How many lines in the records below contain the string "task", counting only matches in the same case? Reply with the number alone.

○ ○ ○ ○ ○ ○ ○

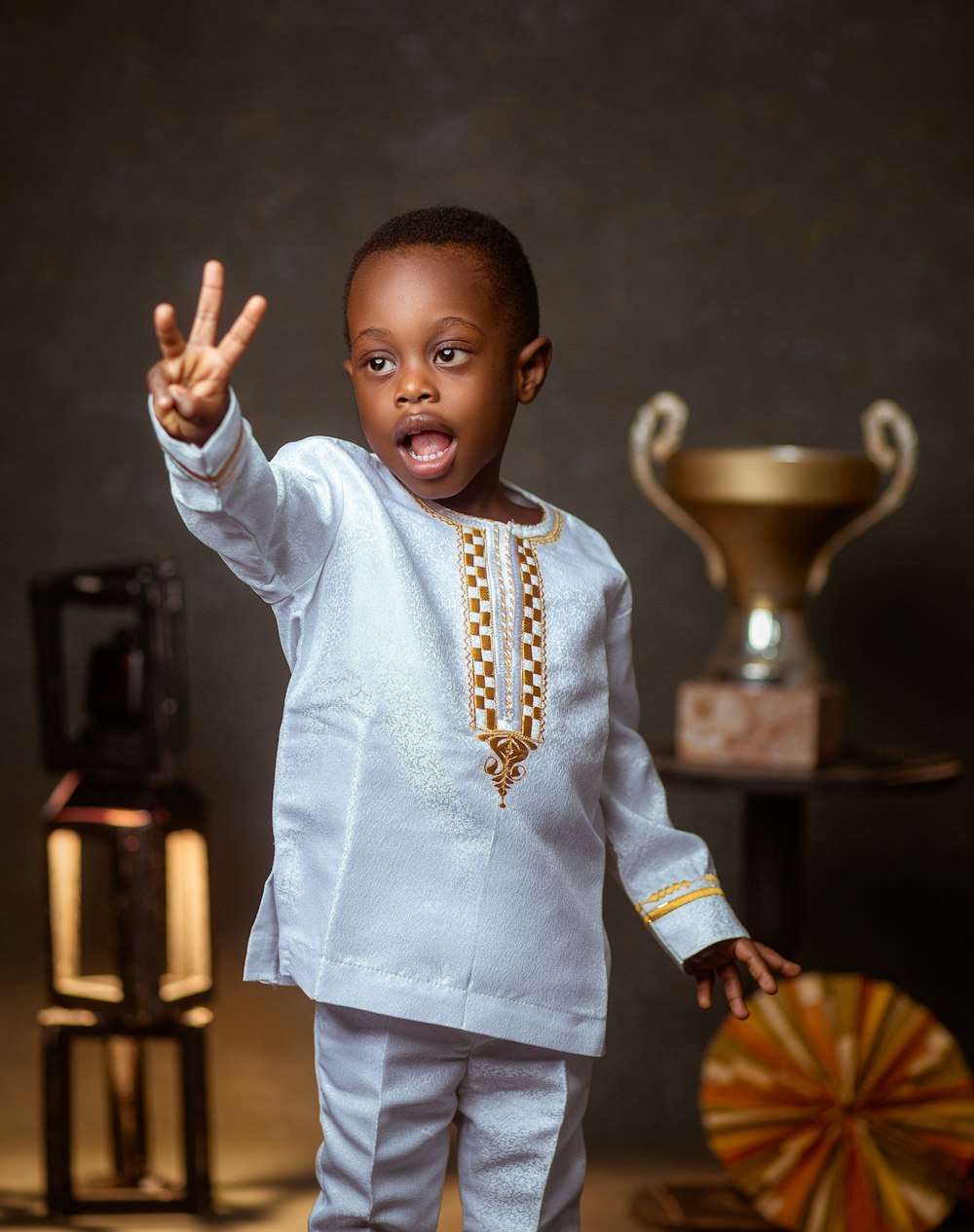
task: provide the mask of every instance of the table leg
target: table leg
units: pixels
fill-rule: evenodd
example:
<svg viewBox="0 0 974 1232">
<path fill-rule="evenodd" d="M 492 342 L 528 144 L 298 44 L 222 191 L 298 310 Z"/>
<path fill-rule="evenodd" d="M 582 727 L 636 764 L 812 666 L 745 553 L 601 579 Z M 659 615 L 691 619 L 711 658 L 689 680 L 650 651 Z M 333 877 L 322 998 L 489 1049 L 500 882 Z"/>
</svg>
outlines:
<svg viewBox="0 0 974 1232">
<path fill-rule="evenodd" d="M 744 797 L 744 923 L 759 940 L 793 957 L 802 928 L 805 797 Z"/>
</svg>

○ ○ ○ ○ ○ ○ ○

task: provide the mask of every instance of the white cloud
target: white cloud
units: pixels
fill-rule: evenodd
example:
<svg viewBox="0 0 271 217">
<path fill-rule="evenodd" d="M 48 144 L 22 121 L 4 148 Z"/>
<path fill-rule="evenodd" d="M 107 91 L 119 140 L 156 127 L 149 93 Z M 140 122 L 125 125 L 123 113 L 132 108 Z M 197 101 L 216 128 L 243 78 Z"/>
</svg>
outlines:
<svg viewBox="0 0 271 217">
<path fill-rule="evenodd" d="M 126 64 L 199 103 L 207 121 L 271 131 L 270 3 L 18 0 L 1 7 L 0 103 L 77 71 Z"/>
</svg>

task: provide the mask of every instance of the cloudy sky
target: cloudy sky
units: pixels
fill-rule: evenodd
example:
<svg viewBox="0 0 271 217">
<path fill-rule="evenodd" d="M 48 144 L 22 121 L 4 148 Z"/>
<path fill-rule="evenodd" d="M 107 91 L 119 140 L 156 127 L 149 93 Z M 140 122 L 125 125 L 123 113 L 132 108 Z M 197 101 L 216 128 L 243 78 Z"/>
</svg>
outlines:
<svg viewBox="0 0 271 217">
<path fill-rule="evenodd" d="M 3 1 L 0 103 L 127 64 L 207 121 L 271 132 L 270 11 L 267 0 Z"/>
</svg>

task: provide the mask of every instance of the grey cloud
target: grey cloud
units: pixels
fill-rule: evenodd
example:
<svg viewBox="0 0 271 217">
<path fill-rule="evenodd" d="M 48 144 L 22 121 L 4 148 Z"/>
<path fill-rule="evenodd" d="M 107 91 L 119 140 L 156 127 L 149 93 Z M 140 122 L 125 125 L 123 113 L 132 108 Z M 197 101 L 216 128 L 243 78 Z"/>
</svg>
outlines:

○ ○ ○ ○ ○ ○ ○

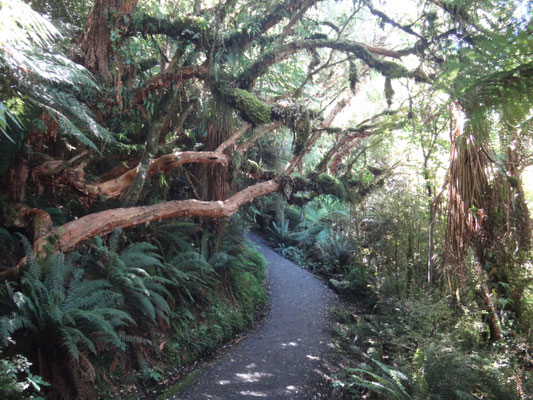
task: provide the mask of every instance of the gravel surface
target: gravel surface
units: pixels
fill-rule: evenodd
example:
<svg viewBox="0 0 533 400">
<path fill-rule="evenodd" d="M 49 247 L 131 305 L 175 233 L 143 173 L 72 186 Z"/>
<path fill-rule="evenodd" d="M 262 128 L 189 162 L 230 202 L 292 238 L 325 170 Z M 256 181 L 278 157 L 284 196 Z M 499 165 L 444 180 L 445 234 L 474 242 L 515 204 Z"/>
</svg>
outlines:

○ ○ ○ ○ ○ ○ ○

• [Exercise output]
5